◆ Source passage ◆
_ _ _
Both the medical situation and the psychological effects of isolation, confinement and information behavior15,16 need to be considered when prolonged periods of quarantine are implemented. A subset of negative effects on ‘cabin fever’ includes responses varying from anxiety and depression17 to impaired cognitive ability and hostility16,18. Efforts such as closing down schools and workplaces, and calls for people to self-isolate in their homes, are likely to constitute a source of both existential and practical stress unrelated to the fear of contracting the disease. Compliance with medical guidelines has been shown to decrease not just as a result of higher stress levels19, but also of minor everyday stressors such as workplace conflict or household responsibilities20. Prolonged states of emergency and the chronic psychological, social, and economic stressors related to them21,22 may decrease compliance with set behavioural objectives during pandemics. Conversely, social support from groups such as one’s family, friends, and colleagues moderate the effect of concern for the disease or other sources of stress on one’s psychological well-being23,24.

Hence, as an effort to help health authorities and decision makers organize informed responses, we initiated the COVIDiSTRESS open science collaboration. The dataset can help researchers and stakeholders identify nuances in psychological and behavioural risk factors in the context of the COVID-19 pandemic, and assist governments and other organizations in adopting constructive policies appropriate to each country.

Methods

Participants

173,426 people accessed an online survey link to provide their experiences over a period of 62 days (30th March to 30th May. The stored dataset represents 125,306 people who met inclusion criteria (18 years of age and older and gave informed consent). Demographic characteristics for countries with over 200 responses appear in Table 1. Given the urgent call for COVID-19 research, the survey received a waiver to commence data collection from the IRB office at Aarhus University, Denmark. Participants volunteered based on online and media appeals without monetary compensation; excepting some of the Japanese participants received 7 T-points (equivalent to about 0.065 USD) from the crowdsourcing service as a reward.

Table 1 Sample size, proportions of valid data, age mean and standard deviation across countries with more than 200 participants.
_ _ _
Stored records
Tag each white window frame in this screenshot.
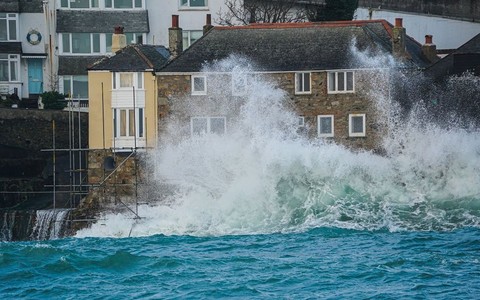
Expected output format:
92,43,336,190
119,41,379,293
58,0,99,9
103,0,145,9
190,116,227,136
317,115,335,137
327,70,355,94
295,72,312,95
191,75,207,95
232,72,248,96
112,107,145,139
178,0,208,9
112,72,145,90
59,32,101,55
0,53,21,82
348,114,367,137
0,12,19,42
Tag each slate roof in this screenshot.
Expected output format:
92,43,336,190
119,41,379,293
0,42,22,54
425,34,480,79
88,44,170,72
57,10,150,33
58,55,102,75
161,20,430,72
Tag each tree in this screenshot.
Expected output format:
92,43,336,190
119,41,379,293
305,0,358,22
217,0,307,26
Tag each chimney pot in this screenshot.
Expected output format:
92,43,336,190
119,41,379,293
425,34,433,44
395,18,403,28
172,15,179,28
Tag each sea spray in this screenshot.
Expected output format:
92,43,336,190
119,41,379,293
77,54,480,237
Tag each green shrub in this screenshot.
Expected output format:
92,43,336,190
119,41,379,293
41,91,67,109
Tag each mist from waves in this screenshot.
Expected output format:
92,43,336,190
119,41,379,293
77,51,480,237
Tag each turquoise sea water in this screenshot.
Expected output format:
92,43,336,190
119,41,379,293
0,227,480,299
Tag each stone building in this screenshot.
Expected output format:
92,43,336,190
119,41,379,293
157,19,436,149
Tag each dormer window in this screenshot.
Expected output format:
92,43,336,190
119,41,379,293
180,0,208,8
328,71,355,94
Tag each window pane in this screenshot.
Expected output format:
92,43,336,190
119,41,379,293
347,72,353,91
337,72,345,91
193,77,205,92
114,0,132,8
190,0,207,7
192,118,207,134
72,33,91,53
0,60,8,81
210,118,225,134
328,73,336,92
303,73,310,92
92,33,100,53
105,33,112,52
70,0,90,8
120,109,127,136
138,108,143,137
119,73,133,88
10,61,18,81
62,33,70,52
137,72,143,89
128,109,135,136
352,116,364,133
72,75,88,99
8,20,17,40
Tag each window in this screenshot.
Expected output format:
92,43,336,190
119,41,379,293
190,117,226,135
61,75,88,99
0,13,18,41
297,116,305,127
113,72,143,89
348,114,366,137
0,54,20,81
328,71,355,94
192,75,207,95
113,108,145,138
295,73,311,94
105,0,142,8
180,0,208,8
60,0,99,8
232,73,247,96
62,33,100,54
317,115,333,137
182,30,203,50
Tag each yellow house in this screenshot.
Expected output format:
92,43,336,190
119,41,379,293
88,44,170,152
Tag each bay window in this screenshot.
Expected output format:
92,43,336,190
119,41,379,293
0,54,20,81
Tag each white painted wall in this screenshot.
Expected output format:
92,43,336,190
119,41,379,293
355,8,480,49
146,0,230,48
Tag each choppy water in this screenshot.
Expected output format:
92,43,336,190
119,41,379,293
0,227,480,299
0,51,480,299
_ _ _
◆ What you need to do ◆
1 > Decide whether each statement agrees with the COVIDiSTRESS passage, answering yes or no and quoting the deciding words: (a) the stored dataset represents 125,306 people; (b) every participant volunteered with no reward of any kind; (c) the survey received a waiver from the IRB office at Aarhus University.
2 > Quote the stretch of the COVIDiSTRESS passage from "Hence, as an" through "to each country.".

◆ Responses by item number ◆
1 >
(a) Yes: "The stored dataset represents 125,306 people who met inclusion criteria"
(b) No: "excepting some of the Japanese participants received 7 T-points (equivalent to about 0.065 USD) from the crowdsourcing service as a reward"
(c) Yes: "the survey received a waiver to commence data collection from the IRB office at Aarhus University, Denmark"

2 >
Hence, as an effort to help health authorities and decision makers organize informed responses, we initiated the COVIDiSTRESS open science collaboration. The dataset can help researchers and stakeholders identify nuances in psychological and behavioural risk factors in the context of the COVID-19 pandemic, and assist governments and other organizations in adopting constructive policies appropriate to each country.